■ Source passage:
______________________________

Harry the Husky is a body-suit mascot for the University of Washington, one of two mascots the University's athletic program currently uses. Hendrix the Husky is Harry's brother that lives at UW Tacoma.

History
The University's first mascot was Sunny Boy, a , gold-painted statuette representing an illustration frequently appearing in Columns, which - at the time - was a student-published campus humor magazine (presently Columns is the title of the University of Washington Alumni Magazine). The mascot was introduced in 1921 and retired three years later when it got lost in Bush Auditorium, and the University adopted the nickname "Huskies."

In 1922, the University began using live sled dogs as its mascots, first a non-hereditary line of Siberian Huskies and, beginning in 1961, a hereditary line of Alaskan Malamutes, which are a different breed of dog from the husky. This makes the University of Washington the only university to have an NCAA team that uses live animal mascots that are different from its official mascot. Due to the size of the animals, difficulties of travel, logistics, and handler schedules, the mascots generally only appear at home football games.

______________________________

(Data entries)

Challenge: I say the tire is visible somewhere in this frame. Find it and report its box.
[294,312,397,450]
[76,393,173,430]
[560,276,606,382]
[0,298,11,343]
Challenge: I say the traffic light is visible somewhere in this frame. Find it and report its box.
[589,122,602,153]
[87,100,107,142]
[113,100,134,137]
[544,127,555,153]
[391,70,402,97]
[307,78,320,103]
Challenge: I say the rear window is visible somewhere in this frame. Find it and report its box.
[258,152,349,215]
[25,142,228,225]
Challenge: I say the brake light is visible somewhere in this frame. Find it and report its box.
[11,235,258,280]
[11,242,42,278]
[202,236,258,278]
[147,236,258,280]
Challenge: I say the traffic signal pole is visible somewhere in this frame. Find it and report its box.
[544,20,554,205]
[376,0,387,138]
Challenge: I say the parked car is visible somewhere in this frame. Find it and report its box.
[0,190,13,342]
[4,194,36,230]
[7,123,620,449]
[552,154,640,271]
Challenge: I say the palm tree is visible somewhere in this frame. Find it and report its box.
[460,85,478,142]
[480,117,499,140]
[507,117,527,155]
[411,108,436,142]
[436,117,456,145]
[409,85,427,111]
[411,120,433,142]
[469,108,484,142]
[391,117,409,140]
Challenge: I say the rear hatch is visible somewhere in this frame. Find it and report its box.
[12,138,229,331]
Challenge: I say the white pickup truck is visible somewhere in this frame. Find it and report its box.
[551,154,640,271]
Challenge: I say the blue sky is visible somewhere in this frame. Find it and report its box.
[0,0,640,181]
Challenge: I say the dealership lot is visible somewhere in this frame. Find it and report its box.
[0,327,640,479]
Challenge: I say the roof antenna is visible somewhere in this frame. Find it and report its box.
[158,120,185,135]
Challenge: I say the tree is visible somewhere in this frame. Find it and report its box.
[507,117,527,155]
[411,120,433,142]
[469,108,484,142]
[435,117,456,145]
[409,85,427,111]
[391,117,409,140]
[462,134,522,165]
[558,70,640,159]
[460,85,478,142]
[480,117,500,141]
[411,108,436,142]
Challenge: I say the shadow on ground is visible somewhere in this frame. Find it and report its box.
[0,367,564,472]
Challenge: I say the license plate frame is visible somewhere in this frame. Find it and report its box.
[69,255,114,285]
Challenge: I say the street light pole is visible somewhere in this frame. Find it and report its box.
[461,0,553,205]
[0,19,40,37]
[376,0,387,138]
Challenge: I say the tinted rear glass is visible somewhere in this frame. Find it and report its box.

______________________________

■ Tasks to carry out:
1. Format the records as a numbered list, starting at the line that contains "Challenge: I say the street" and ending with the last line of the records, with blank lines omitted.
2. Resume the text on the University of Washington's husky mascots from the point where it stops.
The text and the records were taken from separate, unrelated sources.

■ Results for the exercise:
1.
1. Challenge: I say the street light pole is visible somewhere in this frame. Find it and report its box.
2. [461,0,553,205]
3. [0,19,40,37]
4. [376,0,387,138]
5. Challenge: I say the tinted rear glass is visible somewhere in this frame. Find it and report its box.

2.
In 1995, officials in the University's athletic department commissioned a costume and held tryouts for the new live mascot. Three student performers were chosen (Lee Harris, Evelyn Ho and Chris MacDonald) and rotated duties to appear as a secondary mascot for use at events at which the live mascot was unable to attend. A contest and public vote two years later named the new mascot "Harry the Husky."
Coincidentally, the mascot had already been referred to by that name during a scene in The 6th Man, a film starring Marlon Wayans about the University of Washington basketball team, that had been released prior to the vote.

In 2010, the University unveiled a new Harry the Husky costume and retired the old one. The new husky made his debut on October 9, 2010.

Additionally, the University has also hosted a long line of Alaskan Malamutes as mascots. The dogs were originally cared for by the Sigma Alpha Epsilon fraternity; this arrangement was followed by a 49-year tradition (1959–2008) of care by the Cross family (a UW professor, followed by his son). The 13 dogs thus far are as follows:
 Frosty I (1922–30)
 Frosty II (1930–36)
 Wasky (1946–47)
 Wasky II (1947–53)
 Ski (1954–57)
 Denali (1958)
 King Chinook (1959–68)
 Regent Denali (1969–80)
 Sundodger Denali (1981–92)
 King Redoubt (1992–97)
 Prince Redoubt (1998)
 Spirit (1999–2008)
 Dubs (2009–2018)
 Dubs II (2018– )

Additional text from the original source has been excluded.